- **Task input**:
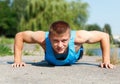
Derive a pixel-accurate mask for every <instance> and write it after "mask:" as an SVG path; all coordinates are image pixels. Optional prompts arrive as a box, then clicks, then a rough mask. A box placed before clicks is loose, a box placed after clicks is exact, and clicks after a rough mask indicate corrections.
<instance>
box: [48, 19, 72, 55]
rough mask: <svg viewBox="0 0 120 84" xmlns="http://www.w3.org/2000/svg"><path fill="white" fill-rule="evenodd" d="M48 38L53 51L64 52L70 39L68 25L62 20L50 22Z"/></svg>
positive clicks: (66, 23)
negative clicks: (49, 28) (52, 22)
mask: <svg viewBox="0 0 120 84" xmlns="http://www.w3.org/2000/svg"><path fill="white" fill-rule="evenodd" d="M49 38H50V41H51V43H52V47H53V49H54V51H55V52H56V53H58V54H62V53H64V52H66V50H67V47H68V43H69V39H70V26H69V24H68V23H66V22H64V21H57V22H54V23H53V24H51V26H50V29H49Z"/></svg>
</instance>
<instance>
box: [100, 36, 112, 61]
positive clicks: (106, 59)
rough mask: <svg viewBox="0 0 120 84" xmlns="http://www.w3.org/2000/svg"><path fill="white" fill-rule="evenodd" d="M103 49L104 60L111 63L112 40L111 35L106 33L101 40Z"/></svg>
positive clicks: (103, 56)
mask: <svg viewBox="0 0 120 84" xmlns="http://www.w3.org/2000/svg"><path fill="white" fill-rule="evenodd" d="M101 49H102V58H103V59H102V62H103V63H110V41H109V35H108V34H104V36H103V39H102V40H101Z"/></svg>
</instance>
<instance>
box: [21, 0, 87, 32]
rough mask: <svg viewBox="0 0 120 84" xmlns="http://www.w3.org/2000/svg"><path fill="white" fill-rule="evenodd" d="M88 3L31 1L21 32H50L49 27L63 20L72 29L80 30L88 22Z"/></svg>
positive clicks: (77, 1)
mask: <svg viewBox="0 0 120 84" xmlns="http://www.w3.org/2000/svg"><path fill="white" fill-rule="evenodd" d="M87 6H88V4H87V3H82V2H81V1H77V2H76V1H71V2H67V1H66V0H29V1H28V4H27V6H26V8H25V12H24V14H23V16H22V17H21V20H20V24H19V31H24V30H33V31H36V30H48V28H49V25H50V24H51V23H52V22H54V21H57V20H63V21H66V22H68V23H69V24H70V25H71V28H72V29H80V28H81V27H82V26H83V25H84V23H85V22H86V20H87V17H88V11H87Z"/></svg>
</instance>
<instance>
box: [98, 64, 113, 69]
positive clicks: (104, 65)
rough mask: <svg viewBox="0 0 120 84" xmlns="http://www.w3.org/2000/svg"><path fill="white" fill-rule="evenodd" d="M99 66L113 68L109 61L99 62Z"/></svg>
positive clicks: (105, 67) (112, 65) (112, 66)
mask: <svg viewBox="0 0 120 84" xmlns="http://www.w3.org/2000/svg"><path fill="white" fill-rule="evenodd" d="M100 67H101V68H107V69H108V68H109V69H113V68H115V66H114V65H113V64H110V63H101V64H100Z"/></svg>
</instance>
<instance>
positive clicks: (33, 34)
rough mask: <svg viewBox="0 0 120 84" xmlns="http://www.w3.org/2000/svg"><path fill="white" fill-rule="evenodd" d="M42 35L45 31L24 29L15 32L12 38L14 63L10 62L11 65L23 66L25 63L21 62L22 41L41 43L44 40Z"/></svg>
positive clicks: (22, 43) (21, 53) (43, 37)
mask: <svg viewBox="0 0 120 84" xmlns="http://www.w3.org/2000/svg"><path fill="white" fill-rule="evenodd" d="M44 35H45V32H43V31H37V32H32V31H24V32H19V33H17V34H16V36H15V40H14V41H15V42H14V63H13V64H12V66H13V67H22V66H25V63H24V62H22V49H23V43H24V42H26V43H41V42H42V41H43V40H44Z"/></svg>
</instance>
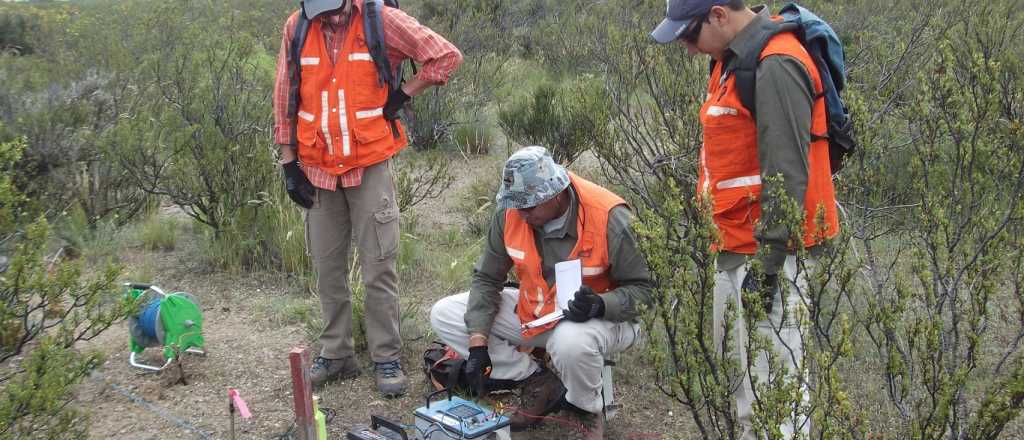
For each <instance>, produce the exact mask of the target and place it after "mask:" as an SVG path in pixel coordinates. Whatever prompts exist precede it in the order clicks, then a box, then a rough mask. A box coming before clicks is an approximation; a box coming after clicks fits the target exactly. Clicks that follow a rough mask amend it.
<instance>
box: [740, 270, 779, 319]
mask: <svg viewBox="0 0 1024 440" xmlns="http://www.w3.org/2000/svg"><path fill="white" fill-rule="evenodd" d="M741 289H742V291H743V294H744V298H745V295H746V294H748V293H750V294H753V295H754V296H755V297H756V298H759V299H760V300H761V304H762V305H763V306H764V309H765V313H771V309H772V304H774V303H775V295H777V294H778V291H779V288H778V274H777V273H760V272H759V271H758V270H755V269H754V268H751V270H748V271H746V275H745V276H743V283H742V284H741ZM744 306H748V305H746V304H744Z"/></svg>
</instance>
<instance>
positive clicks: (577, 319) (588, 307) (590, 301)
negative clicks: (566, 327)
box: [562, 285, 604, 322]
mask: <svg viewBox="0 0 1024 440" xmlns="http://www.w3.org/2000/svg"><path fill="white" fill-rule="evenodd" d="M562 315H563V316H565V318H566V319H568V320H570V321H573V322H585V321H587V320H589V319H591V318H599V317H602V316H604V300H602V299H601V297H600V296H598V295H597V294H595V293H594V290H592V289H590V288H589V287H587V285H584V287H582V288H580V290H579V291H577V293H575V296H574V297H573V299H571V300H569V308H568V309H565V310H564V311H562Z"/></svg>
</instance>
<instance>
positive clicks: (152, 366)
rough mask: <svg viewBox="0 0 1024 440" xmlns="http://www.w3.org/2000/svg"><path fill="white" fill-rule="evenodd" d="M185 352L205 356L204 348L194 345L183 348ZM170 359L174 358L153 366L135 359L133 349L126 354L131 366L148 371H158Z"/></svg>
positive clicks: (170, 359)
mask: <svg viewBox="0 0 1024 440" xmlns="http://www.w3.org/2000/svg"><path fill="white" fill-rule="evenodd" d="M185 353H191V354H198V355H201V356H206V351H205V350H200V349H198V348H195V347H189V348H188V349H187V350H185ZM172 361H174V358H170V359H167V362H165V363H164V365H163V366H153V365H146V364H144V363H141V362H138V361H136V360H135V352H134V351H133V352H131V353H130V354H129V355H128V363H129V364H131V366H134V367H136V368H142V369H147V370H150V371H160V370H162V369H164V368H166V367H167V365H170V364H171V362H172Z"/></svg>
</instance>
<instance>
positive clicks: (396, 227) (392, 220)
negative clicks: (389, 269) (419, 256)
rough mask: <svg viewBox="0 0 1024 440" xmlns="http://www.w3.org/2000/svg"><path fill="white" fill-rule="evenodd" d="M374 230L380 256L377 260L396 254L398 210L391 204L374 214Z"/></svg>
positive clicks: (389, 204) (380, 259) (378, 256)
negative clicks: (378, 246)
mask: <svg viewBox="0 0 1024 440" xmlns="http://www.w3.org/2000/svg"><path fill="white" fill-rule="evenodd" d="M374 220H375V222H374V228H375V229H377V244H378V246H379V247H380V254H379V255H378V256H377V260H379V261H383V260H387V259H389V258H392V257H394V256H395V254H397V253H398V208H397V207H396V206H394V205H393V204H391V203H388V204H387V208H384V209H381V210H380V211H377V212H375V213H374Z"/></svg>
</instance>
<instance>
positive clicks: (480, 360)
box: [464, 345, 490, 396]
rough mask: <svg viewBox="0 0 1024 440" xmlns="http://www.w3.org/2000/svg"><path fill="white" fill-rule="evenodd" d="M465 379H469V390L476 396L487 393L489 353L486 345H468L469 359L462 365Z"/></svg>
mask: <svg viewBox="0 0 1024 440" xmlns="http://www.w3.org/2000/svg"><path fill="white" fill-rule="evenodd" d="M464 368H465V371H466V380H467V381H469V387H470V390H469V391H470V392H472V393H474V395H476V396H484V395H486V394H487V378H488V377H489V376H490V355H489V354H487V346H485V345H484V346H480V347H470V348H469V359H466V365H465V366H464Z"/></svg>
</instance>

- **What is being asked**: Show every line in the data that contains the word "negative".

- **Solved exercise**:
negative clicks: (49, 28) (52, 22)
negative clicks: (566, 327)
negative clicks: (389, 269) (419, 256)
negative clicks: (378, 246)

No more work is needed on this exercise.